LISTING
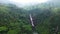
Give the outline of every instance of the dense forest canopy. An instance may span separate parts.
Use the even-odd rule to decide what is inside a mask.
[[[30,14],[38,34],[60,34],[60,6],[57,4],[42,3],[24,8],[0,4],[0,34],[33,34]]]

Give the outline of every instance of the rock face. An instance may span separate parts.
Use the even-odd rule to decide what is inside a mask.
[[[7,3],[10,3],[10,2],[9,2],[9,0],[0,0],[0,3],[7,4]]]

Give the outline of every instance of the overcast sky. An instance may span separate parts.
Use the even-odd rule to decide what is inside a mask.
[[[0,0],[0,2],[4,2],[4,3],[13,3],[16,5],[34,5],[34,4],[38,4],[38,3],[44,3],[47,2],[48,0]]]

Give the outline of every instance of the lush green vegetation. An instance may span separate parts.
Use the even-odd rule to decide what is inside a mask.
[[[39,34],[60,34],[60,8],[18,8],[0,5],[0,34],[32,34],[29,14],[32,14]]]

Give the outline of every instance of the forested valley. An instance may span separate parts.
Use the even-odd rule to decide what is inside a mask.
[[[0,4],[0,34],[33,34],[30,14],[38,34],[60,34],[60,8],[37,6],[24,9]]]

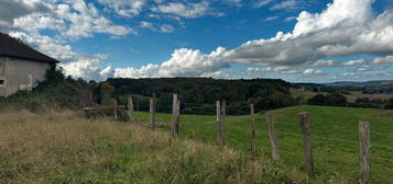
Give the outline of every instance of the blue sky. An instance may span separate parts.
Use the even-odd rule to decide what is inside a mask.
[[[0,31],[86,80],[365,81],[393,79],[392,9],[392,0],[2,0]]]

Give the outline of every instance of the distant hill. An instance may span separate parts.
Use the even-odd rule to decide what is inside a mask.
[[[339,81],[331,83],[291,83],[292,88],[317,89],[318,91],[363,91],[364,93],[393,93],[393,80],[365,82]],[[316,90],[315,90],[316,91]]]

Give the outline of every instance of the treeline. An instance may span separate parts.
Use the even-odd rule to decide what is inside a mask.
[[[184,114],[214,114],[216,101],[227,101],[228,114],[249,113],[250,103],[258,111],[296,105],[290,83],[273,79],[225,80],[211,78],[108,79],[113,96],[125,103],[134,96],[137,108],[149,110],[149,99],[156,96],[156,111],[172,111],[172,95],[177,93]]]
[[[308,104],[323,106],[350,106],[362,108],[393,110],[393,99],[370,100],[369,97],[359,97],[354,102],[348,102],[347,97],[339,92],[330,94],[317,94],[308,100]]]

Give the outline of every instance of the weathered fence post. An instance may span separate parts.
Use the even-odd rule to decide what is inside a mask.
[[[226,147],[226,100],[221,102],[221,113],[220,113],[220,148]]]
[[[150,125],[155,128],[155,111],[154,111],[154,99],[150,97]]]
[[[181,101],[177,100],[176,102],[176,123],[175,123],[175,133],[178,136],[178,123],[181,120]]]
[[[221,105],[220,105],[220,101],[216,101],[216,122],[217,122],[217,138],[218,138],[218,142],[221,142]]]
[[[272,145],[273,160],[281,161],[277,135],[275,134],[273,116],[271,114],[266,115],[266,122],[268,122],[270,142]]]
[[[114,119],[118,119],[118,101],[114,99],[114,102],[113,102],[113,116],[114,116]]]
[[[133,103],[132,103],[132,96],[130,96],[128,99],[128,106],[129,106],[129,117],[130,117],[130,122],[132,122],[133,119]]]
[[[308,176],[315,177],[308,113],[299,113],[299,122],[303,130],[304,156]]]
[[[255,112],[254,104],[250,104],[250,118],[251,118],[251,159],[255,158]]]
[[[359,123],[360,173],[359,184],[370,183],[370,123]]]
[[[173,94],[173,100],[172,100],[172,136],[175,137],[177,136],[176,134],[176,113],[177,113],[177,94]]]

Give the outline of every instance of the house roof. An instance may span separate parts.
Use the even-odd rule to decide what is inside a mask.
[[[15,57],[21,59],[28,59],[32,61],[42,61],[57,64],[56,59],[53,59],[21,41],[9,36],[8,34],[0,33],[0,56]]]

AIM OF THE TASK
Recast the listing as a JSON array of strings, starting with the line containing "Give the outline of every instance of the house" and continuing through the end of the listing, one string per line and no strings for blank lines.

WRITTEN SOLUTION
[
  "Give the outline of every instance of the house roof. An instance may span separate parts.",
  "Use the even-odd rule to decide what is inside a mask.",
  "[[[15,57],[21,59],[28,59],[32,61],[42,61],[57,64],[56,59],[53,59],[21,41],[9,36],[8,34],[0,33],[0,56]]]"
]